→ **Written request**
Copy out, exactly as written, only the line containing "written like (111,170)." and the lines after it through the end of the records.

→ **Data supplied**
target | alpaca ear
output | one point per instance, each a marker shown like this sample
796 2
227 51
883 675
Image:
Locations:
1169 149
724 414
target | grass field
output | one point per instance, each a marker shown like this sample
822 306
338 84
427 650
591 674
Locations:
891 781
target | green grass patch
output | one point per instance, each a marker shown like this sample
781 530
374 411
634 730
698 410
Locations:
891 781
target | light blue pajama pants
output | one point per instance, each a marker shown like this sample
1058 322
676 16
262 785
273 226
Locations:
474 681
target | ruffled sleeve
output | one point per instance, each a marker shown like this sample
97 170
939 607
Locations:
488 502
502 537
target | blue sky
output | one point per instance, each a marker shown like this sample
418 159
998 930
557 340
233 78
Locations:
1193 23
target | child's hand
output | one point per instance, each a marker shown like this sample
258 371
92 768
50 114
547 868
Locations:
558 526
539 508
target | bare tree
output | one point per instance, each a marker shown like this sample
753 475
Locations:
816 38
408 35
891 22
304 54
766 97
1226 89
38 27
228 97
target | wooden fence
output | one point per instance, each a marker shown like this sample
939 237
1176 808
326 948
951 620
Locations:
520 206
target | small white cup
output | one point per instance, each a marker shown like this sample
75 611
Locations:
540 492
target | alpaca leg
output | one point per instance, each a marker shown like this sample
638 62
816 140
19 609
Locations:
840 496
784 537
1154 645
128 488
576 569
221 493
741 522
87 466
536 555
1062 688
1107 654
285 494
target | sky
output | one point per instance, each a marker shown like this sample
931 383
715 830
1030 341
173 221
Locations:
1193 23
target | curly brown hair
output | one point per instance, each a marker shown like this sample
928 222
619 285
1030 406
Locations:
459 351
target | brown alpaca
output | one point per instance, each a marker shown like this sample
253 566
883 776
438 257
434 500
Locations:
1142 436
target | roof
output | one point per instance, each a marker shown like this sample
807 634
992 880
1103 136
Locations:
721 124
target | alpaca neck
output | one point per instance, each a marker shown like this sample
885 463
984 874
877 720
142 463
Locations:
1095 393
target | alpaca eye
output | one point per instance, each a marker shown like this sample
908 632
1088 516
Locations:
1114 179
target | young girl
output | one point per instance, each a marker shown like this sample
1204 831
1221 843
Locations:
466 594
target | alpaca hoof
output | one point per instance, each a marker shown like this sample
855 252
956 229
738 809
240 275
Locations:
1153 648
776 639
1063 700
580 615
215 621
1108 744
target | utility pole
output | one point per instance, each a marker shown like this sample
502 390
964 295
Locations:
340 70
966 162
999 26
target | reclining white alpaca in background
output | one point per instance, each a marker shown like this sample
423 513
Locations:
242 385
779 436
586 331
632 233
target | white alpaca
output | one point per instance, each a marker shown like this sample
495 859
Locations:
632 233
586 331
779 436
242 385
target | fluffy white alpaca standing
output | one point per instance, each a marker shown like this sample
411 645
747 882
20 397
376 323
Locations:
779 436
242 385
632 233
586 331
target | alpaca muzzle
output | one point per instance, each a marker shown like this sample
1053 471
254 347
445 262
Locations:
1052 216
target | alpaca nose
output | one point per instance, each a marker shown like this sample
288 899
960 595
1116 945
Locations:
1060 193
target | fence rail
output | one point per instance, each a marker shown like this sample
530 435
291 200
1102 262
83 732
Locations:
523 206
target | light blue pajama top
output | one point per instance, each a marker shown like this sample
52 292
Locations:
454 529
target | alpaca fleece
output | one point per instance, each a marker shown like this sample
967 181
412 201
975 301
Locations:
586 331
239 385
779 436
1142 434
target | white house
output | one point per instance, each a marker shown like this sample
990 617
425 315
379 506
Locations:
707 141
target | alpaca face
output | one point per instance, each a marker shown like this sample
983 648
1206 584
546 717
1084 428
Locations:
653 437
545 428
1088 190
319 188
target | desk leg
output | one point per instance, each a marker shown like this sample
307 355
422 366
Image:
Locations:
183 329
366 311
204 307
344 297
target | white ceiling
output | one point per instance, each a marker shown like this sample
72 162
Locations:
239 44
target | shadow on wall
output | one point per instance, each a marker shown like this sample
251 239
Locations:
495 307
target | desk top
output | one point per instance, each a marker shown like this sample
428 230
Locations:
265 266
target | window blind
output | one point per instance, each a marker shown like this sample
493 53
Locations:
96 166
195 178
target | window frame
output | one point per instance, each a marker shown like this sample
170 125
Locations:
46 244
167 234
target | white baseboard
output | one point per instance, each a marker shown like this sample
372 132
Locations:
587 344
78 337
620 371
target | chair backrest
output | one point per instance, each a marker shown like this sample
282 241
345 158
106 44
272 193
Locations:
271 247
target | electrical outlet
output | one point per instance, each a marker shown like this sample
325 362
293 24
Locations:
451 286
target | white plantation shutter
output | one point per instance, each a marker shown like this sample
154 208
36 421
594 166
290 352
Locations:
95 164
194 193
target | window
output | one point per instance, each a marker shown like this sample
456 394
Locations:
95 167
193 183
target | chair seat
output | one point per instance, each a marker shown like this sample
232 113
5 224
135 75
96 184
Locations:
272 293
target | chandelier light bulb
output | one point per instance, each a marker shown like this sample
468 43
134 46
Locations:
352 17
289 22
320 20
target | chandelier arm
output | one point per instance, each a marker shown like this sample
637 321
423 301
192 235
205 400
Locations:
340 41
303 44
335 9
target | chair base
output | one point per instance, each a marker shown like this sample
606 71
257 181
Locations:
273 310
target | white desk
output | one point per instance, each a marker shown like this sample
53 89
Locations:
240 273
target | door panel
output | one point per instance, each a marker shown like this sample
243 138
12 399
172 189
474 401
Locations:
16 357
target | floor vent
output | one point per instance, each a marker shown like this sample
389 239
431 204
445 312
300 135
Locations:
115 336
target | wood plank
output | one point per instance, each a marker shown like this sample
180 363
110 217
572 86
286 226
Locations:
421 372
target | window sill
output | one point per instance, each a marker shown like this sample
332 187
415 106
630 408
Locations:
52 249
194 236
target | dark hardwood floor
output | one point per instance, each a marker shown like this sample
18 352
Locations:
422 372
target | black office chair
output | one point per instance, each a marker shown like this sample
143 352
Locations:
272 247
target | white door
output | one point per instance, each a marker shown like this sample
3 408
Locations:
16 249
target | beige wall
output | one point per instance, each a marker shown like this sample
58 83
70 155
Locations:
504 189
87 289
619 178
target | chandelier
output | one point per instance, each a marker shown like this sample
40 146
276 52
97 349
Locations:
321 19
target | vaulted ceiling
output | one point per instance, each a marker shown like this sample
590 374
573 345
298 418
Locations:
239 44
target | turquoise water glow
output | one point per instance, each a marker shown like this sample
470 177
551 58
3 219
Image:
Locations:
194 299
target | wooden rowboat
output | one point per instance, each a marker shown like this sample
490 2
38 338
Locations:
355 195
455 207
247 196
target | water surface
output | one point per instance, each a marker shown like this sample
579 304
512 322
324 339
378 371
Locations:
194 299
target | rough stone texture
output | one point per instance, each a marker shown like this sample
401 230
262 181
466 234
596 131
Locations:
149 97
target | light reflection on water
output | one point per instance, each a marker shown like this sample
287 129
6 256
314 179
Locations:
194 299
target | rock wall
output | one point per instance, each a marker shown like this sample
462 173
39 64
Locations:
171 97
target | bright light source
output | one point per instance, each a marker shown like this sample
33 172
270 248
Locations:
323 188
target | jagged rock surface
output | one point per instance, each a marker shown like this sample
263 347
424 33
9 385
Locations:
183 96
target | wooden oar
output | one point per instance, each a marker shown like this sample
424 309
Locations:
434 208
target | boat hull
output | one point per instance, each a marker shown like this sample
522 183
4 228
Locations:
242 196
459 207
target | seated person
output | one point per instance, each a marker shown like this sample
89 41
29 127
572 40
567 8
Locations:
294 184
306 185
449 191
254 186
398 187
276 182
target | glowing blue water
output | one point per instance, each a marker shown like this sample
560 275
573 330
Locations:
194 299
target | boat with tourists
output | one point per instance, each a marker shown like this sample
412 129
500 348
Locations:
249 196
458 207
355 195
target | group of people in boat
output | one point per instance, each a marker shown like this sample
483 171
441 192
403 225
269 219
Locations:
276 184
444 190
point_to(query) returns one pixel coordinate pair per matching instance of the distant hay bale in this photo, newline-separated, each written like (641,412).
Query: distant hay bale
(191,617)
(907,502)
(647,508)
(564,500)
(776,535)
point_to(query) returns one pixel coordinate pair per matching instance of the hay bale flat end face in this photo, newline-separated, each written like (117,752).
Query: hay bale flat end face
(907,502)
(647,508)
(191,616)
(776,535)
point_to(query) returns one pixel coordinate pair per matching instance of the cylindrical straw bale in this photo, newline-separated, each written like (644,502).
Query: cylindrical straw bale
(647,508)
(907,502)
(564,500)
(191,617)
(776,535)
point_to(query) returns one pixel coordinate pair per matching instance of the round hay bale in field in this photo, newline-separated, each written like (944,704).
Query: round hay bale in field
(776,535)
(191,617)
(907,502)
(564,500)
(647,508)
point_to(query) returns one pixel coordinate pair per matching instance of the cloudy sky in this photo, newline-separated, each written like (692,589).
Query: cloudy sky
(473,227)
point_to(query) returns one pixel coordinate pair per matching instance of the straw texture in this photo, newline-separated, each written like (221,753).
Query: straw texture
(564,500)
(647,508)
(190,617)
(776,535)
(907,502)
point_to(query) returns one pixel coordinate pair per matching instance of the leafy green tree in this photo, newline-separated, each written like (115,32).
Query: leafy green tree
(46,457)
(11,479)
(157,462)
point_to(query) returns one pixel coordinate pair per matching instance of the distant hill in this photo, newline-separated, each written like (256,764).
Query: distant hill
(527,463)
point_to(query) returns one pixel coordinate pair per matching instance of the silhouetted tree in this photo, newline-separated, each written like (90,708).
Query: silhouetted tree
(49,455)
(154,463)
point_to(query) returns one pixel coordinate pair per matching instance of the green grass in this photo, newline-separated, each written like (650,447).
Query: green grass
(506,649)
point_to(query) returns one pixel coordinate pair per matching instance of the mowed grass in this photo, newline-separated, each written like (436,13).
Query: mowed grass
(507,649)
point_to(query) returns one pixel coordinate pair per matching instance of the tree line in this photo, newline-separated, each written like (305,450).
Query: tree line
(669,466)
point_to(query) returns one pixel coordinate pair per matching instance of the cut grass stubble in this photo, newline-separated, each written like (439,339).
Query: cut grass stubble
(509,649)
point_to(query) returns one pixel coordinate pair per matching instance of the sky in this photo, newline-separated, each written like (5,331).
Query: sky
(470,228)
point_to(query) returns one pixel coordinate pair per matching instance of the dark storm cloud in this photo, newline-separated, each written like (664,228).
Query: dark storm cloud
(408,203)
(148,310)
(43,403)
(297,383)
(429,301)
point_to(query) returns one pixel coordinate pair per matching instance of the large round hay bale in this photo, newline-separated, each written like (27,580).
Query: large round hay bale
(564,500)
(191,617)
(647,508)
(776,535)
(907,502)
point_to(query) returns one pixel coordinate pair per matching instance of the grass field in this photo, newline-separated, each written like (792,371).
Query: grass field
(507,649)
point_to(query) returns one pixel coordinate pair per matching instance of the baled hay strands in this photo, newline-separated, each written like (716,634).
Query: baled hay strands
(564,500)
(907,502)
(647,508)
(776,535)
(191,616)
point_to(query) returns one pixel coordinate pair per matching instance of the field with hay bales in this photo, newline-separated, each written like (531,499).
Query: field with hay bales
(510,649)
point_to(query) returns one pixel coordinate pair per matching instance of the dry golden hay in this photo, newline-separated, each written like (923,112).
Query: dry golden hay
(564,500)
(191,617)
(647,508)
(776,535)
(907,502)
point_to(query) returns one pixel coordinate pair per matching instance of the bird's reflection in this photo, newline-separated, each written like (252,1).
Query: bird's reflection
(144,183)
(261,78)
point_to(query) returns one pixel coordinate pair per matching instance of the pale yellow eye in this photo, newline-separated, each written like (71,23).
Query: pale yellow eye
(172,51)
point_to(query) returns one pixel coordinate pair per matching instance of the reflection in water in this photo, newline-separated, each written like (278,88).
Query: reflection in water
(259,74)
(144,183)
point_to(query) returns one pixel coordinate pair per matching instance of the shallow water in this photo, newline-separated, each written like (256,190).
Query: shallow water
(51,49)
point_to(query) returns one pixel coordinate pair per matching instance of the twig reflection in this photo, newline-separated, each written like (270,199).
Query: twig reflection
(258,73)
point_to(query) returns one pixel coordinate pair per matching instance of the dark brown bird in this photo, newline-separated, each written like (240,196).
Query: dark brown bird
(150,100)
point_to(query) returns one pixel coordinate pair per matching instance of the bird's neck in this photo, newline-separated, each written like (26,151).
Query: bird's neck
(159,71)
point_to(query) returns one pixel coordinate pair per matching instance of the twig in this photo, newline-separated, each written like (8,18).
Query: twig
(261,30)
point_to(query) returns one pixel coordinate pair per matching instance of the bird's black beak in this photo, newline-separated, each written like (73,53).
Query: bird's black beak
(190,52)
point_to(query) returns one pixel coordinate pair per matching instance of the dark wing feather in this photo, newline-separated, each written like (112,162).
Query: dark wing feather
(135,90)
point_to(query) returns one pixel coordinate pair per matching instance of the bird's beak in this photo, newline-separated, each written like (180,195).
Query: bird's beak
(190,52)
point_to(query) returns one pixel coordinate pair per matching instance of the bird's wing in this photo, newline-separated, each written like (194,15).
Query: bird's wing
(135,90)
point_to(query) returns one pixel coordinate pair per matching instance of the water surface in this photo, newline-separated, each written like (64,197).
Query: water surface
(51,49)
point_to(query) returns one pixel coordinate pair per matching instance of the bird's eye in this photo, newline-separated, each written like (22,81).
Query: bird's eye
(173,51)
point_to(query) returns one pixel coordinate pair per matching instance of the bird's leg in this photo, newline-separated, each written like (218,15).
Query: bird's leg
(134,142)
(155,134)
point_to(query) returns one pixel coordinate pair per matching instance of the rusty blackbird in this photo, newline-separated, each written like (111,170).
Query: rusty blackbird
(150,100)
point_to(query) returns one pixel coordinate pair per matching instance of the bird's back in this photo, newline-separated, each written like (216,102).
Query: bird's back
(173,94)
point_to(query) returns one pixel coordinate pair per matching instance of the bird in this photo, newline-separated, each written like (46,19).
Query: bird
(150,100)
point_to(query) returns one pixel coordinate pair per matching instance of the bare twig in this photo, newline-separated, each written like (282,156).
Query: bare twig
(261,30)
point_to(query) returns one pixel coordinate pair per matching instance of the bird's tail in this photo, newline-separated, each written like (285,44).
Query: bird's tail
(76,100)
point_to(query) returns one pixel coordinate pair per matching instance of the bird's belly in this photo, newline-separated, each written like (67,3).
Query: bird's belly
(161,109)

→ **Expected answer**
point_to(query) returns one pixel coordinate pair per matching instance of the rusty blackbird in this photo, newline-separated, each written like (111,170).
Query: rusty blackbird
(150,100)
point_to(query) returns one pixel coordinate pair per matching instance of the bird's back in this photo, newline-separated, each written like (216,102).
Query: bird's back
(173,94)
point_to(query) returns one pixel coordinate pair per matching instance of the bird in this photo, newline-separated, each written like (46,19).
Query: bird
(150,100)
point_to(query) returns one pixel coordinate pair per matching instance of the bare twig in this photo, newline-separated, each written like (282,156).
Query: bare twig
(261,30)
point_to(query) returns one pixel coordinate pair per matching instance of the bird's tail in this photo, newline-separated, each written like (285,44).
Query: bird's tail
(76,100)
point_to(query) returns one pixel coordinate pair per matching instance of the bird's belly in this photo, newline-separated, each written like (67,3).
Query: bird's belly
(161,109)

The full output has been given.